What to do
Within the data below, count the lines that include "nightstand" and give only the count.

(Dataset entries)
□ □ □
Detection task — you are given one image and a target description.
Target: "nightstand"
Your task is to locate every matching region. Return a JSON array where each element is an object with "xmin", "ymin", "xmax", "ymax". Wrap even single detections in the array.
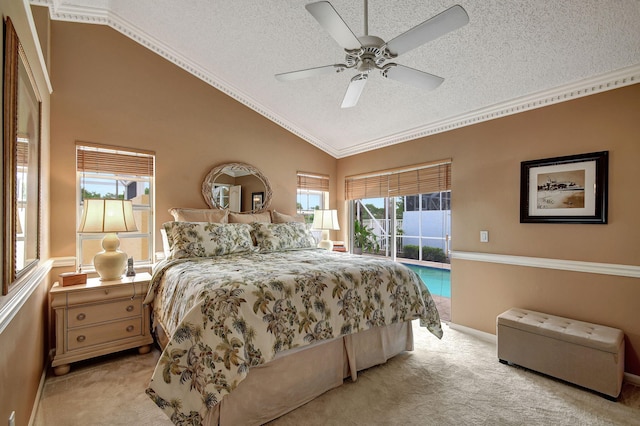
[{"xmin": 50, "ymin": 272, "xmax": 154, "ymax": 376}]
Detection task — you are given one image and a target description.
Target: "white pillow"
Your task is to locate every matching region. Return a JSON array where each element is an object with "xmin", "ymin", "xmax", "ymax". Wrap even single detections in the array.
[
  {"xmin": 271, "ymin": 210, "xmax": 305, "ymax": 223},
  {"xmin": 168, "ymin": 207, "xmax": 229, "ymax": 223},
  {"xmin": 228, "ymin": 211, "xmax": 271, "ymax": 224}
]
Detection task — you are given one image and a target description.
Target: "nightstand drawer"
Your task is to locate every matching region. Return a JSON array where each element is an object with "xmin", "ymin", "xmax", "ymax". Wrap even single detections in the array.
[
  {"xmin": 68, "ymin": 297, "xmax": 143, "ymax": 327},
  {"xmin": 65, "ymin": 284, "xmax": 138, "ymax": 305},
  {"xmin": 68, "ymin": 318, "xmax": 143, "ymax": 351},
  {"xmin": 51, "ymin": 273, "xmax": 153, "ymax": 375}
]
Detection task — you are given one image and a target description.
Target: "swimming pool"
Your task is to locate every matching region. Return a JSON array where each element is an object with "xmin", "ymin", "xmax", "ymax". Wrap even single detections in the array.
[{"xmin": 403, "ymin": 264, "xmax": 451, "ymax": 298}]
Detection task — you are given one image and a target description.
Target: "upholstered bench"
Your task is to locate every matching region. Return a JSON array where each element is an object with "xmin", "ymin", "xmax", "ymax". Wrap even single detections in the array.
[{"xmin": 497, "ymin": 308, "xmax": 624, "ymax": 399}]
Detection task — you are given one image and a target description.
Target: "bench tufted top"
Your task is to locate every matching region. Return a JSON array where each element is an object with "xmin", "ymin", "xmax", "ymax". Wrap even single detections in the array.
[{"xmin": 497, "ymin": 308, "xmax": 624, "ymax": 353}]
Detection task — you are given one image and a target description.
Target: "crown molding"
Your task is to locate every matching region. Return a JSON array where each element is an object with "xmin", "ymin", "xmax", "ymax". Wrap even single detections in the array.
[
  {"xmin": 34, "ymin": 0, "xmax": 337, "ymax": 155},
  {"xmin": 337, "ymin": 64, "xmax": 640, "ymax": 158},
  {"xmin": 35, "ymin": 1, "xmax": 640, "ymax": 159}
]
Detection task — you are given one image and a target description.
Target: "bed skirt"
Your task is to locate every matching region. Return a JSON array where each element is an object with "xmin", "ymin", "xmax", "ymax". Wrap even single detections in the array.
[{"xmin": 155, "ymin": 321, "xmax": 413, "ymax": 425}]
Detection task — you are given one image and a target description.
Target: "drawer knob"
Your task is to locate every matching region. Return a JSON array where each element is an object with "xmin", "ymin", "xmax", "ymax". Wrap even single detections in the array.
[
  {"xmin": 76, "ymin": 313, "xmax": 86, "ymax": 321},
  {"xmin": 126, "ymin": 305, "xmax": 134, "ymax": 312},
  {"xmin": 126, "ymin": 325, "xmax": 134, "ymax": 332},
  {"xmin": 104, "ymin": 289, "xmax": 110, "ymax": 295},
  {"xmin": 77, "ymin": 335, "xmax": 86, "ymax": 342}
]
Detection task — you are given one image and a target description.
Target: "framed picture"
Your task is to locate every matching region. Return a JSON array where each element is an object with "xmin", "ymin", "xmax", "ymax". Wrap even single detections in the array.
□ □ □
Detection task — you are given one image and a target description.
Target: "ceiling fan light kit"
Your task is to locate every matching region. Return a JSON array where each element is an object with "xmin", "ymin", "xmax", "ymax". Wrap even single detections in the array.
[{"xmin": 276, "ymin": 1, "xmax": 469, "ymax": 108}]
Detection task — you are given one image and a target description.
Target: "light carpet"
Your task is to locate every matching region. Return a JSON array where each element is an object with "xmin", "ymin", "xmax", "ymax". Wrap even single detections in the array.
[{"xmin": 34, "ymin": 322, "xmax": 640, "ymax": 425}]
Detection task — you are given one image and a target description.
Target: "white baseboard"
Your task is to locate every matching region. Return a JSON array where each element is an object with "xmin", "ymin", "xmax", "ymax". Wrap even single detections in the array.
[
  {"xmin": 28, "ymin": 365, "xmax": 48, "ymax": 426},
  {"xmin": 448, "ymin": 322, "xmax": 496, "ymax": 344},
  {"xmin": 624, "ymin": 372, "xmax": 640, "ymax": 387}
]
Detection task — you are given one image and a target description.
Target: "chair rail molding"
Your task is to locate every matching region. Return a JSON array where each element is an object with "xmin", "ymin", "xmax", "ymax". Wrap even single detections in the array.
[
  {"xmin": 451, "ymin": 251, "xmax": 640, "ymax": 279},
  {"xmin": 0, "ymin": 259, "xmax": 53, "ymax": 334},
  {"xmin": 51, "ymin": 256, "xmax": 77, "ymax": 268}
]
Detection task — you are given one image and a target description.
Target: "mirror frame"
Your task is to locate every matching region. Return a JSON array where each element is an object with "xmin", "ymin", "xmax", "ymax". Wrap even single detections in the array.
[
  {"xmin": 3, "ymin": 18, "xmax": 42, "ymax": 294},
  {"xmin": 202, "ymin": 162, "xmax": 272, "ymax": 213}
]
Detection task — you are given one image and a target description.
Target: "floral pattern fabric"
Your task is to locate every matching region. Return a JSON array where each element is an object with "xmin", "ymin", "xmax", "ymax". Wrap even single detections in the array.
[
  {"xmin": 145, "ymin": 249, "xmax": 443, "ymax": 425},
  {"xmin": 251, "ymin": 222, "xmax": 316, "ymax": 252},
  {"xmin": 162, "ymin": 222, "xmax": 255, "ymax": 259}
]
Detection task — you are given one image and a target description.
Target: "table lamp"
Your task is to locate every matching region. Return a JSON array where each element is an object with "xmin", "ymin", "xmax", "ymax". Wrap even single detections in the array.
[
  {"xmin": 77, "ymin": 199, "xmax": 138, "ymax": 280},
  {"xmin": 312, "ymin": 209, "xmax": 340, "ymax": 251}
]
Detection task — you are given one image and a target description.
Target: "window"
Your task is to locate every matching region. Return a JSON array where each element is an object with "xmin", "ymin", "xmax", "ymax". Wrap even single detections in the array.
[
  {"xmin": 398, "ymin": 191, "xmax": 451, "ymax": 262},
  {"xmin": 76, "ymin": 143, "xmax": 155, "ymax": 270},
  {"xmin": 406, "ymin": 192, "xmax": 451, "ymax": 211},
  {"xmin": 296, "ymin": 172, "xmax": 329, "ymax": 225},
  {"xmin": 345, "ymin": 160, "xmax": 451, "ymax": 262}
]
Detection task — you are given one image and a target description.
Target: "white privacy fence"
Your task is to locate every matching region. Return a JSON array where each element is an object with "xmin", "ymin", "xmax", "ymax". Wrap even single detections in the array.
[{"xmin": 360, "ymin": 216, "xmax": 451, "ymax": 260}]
□ □ □
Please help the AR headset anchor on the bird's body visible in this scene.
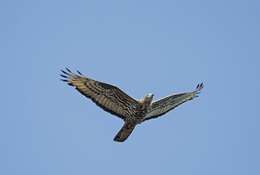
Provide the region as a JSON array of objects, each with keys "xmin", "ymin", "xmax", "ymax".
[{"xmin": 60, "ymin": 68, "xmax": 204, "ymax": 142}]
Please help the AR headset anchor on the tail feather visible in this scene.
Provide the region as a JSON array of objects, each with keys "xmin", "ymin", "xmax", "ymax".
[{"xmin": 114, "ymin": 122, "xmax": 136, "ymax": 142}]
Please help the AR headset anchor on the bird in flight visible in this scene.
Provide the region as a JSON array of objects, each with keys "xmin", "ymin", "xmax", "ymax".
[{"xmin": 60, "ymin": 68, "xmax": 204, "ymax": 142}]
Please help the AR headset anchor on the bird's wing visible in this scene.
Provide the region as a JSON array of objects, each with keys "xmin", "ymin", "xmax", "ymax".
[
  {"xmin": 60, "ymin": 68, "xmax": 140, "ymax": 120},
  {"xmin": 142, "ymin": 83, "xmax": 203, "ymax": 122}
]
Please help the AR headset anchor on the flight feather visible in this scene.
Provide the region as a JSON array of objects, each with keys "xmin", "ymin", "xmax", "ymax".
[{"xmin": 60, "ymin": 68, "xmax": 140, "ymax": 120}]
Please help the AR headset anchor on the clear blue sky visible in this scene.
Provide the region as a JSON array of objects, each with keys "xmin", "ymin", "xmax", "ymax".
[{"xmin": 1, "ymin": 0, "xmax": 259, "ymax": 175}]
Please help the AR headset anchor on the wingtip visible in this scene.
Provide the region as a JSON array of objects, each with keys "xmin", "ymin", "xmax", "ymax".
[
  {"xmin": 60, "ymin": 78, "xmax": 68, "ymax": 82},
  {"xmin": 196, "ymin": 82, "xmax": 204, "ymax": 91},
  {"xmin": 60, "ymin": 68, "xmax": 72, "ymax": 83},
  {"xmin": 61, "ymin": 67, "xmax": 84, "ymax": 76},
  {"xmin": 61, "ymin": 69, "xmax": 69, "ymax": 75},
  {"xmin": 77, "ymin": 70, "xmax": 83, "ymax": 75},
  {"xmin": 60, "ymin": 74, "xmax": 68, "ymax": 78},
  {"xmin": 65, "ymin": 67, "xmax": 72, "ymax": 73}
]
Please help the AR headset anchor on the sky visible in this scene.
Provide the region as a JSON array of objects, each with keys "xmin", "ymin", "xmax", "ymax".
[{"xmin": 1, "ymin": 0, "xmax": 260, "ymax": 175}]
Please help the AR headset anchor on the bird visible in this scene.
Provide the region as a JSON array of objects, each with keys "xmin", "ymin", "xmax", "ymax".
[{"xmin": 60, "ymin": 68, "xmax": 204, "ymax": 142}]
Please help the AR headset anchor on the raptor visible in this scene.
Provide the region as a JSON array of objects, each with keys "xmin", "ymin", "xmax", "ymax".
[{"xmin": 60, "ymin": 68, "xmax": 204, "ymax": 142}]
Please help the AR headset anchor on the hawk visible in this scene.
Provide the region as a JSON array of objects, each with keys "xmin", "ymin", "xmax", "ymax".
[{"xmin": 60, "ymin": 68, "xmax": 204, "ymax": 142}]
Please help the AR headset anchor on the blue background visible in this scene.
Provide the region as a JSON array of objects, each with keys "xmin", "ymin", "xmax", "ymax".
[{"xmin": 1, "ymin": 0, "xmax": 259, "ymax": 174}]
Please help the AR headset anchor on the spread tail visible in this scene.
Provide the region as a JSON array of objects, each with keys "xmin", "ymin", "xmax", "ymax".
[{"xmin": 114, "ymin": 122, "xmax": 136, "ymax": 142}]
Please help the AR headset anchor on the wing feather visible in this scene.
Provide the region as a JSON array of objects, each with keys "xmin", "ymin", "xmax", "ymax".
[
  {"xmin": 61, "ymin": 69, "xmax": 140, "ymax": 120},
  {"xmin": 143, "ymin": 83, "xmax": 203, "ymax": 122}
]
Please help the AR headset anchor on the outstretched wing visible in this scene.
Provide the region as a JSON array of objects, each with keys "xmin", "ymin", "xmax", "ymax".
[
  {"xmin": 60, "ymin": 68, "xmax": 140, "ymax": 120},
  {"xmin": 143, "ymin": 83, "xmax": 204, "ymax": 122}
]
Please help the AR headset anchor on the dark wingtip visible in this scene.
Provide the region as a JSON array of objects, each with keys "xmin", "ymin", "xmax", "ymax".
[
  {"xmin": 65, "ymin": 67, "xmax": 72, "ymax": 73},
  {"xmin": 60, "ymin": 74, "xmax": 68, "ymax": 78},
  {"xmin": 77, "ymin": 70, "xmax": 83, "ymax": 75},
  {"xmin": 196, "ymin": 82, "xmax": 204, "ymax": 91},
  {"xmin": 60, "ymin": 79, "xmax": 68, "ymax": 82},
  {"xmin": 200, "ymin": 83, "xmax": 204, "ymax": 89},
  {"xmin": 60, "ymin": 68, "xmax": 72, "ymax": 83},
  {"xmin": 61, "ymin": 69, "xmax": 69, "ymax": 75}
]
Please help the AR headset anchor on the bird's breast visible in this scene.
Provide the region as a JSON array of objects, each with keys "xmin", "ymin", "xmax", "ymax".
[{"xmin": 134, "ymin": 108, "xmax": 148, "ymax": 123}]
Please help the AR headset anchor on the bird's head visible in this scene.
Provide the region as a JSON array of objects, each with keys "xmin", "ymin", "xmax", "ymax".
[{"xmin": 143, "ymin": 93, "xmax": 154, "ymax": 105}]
□ □ □
Exercise output
2